PLDI 2018 Artifact

Marcel Taube's website This virtual machine contains the artifact for PLDI 2018 paper: "Modularity for Decidability: Implementing and Semi-Automatically Verifying Distributed Systems".

The virtual machine was created using VirtualBox version 5.2.6.

The VM should be logged on with the user name ivyuser and password ivy.

Most of the evaluation of the artifact is done from the terminal, which can be started by clicking on the terminal icon in the launcher (top left of the screen). To read (and modify) source files, any text editor can be used. The VM comes equipped with an Emacs mode for Ivy code (Emacs can be launched from the terminal or the launcher).

The rest of this file explains the artifact and how to exercise it.

Directory structure

~/z3/ contains a clone of Z3 from its master branch on github.

~/ivy/ contains a clone of Ivy from its master branch on github.

~/pldi18-artifact/ contains the artifact

~/pldi18-artifact/examples/raft/ contains Ivy source files for the verified Raft protocol implementation.

~/pldi18-artifact/examples/multi-paxos/ contains Ivy source files for the verified Multi-Paxos protocol implementation.

~/pldi18-artifact/evaluation/ contains unverified C++ and Python code that uses one of the verified protocols to create a distributed fault tolerant key-value store, as well as a client that exercises the server code. This directory also contains various scripts used for performance evaluation and explained later.

~/pldi18-artifact/ec2/ contains scripts that enable performance evaluation of the key-value store on Amazon AWS.

Verifying protocols with Ivy

Raft

Ivy files contain both code and proofs (e.g., pre and post conditions,inductive invariants), and are checked with the ivy_check command, which internally uses Z3 to discharge verification conditions. The Raft protocol implementation (and proof) are contained in the raft.ivy file. It can be verified with ith ivy_check by running the following commands in a terminal:

ivyuser@ivy-vm:~$ cd ~/pldi18-artifact/examples/raft/
ivyuser@ivy-vm:~/pldi18-artifact/examples/raft$ time ivy_check raft.ivy # should take several minutes

You should expect this to take a few minutes (2-3 on my laptop). It will also print messages detailing the various verification conditions being checked (the verification is split into several isolates, which correspond to modules from the paper, and each isolate results in multiple verification conditions). Once ivy_check terminates and prints OK, you know that the file is verified.

You may wish to edit raft.ivy, for example by commenting out one of the conjectures that make up the inductive invariant, and see that ivy_check fails. If you run ivy_check diagnose=true raft.ivy, you can also obtain a graphical interface that allows you to examine a counterexample to induction (note that this interface is not part of the contribution of the PLDI 2018 paper).

§ **Record extracts**:

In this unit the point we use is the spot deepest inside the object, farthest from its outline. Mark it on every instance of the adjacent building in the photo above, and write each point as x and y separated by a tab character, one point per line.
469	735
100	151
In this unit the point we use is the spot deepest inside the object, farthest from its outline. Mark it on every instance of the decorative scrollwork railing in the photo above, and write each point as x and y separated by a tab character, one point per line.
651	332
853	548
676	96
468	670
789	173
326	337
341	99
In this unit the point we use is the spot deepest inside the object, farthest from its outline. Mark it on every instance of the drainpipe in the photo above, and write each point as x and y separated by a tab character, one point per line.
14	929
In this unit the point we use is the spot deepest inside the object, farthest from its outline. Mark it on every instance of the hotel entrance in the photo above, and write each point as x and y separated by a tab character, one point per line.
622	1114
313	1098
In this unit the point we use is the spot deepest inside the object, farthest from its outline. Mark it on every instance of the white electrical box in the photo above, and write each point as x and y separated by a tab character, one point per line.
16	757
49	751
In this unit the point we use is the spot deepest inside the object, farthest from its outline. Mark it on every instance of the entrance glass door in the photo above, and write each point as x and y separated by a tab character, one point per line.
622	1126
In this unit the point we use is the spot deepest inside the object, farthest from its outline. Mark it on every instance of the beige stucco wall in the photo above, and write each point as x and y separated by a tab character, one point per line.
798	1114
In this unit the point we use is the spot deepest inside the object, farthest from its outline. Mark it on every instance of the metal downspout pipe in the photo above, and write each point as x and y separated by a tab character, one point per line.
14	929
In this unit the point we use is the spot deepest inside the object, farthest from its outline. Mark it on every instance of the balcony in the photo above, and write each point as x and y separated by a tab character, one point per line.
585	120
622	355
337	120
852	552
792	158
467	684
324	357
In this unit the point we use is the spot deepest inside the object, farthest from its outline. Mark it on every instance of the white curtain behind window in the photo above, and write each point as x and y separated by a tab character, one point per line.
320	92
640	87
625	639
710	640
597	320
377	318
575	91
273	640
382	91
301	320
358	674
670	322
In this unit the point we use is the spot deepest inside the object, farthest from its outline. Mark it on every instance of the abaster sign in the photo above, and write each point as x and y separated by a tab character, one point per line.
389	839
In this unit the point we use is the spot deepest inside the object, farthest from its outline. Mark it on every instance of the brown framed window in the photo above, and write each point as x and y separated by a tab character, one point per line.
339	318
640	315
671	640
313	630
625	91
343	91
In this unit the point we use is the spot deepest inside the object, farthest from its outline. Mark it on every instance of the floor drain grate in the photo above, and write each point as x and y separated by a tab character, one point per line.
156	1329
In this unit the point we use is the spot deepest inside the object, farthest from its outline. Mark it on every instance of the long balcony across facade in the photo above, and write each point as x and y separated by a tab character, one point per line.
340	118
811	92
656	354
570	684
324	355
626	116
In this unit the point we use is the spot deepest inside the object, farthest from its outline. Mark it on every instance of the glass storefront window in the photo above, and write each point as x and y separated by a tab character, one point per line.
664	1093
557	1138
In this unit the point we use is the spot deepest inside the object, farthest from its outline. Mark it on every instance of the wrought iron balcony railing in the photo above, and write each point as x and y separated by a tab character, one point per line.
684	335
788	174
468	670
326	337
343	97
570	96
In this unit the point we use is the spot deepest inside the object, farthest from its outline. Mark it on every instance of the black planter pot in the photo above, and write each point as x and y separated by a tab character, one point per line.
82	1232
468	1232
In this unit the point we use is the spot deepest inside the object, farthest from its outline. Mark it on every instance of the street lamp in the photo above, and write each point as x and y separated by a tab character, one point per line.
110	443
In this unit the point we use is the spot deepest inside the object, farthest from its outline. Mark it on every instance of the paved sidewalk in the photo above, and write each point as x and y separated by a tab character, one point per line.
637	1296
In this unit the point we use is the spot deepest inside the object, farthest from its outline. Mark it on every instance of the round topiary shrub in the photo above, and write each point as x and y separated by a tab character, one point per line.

§ **Your instructions**: Copy out the part of the PLDI 2018 artifact page starting at "PLDI 2018 Artifact" and ending at "and password ivy.", word for word. The listing isn't needed for this.

§ **Reply to the exercise**:
PLDI 2018 Artifact

Marcel Taube's website This virtual machine contains the artifact for PLDI 2018 paper: "Modularity for Decidability: Implementing and Semi-Automatically Verifying Distributed Systems".

The virtual machine was created using VirtualBox version 5.2.6.

The VM should be logged on with the user name ivyuser and password ivy.